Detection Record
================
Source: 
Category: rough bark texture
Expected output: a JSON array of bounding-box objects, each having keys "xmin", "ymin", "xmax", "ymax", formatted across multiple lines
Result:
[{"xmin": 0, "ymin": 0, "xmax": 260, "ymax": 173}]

----

Given task:
Show each line of the records that contains the string "xmin".

Written answer:
Expected output: a JSON array of bounding-box objects, each having keys "xmin", "ymin", "xmax", "ymax", formatted across multiple lines
[{"xmin": 0, "ymin": 0, "xmax": 260, "ymax": 173}]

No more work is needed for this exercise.